Jeff Reich, a real estate attorney at Schwartz Sladkus Reich Greenberg Atlas, says it’s a tool that’s often used “when there’s a disconnect between what the board thinks the unit should be valued at, and what the market says it is.” Prices have fallen at some full-service buildings with shared amenities in favor of apartments with home office space and more privacy.
[Editor's note: An earlier version of this post was published in January 2019. We are presenting it again with updated information for February 2021.]
When closing credits make sense
Warner Lewis, a broker at Brown Harris Stevens, recently negotiated the sale of a one-bedroom condo in Williamsburg that included a $25,000 credit at the closing. This amounted to 50 percent of the buyer’s closing costs.
Reich’s firm has also handled sales where closing credits were part of the deal including the sale of a property that was in estate condition and needed substantial renovation work. He admits closing credits won’t make sense for everyone and points out lenders are currently limiting what they will accept in the way of closing credits to 3 percent of the purchase price.
The sales contract must spell out the deal but even so, David Pfeffer, an attorney at Tarter, Krisky and Drogin, says the use of closing credits is not without risk.
“If you misrepresent the price in a closing document, that would be a fraud,” he says. He also disputes whether it is helpful for the buyer or seller when the transaction involves a resale.
“Both parties are going to want to show a lower sales price; the seller because it reduces the transfer tax; and the buyer because taxes are based on sales price,” Pfeffer says.

▶ [Rows]:
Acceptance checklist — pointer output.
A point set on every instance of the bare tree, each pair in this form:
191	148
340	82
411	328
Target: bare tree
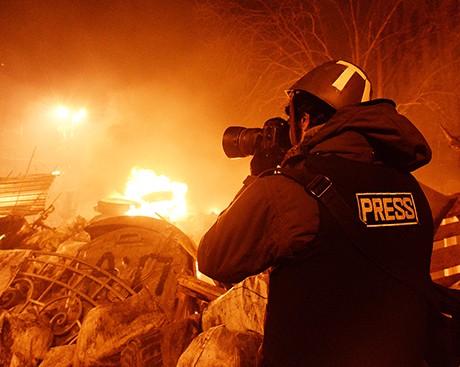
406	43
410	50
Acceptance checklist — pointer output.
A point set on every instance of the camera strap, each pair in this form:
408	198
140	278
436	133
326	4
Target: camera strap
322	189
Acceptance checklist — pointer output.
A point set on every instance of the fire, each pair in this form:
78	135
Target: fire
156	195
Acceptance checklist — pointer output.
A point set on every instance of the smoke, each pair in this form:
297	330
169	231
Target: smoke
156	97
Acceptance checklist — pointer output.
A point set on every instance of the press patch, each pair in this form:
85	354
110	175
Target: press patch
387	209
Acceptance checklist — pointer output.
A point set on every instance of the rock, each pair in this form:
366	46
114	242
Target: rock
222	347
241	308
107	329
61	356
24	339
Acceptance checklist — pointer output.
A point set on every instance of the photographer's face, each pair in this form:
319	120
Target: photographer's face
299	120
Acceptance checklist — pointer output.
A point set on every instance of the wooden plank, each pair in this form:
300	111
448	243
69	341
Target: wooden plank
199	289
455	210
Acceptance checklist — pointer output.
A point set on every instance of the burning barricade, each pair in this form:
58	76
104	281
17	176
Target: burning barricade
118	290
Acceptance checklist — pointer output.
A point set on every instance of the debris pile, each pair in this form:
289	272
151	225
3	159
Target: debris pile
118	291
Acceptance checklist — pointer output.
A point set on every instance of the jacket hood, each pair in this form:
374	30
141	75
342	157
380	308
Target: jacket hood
--
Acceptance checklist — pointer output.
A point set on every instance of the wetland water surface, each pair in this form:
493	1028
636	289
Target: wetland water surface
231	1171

▶ [Stated goal 1]:
In the text on closing credits, what limit are lenders currently placing on the closing credits they will accept?
▶ [Stated goal 2]:
Print the part of the text on closing credits starting with "Reich’s firm has" and going on through "not without risk.".

▶ [Expected output 1]:
Lenders are limiting closing credits to 3 percent of the purchase price.

▶ [Expected output 2]:
Reich’s firm has also handled sales where closing credits were part of the deal including the sale of a property that was in estate condition and needed substantial renovation work. He admits closing credits won’t make sense for everyone and points out lenders are currently limiting what they will accept in the way of closing credits to 3 percent of the purchase price.
The sales contract must spell out the deal but even so, David Pfeffer, an attorney at Tarter, Krisky and Drogin, says the use of closing credits is not without risk.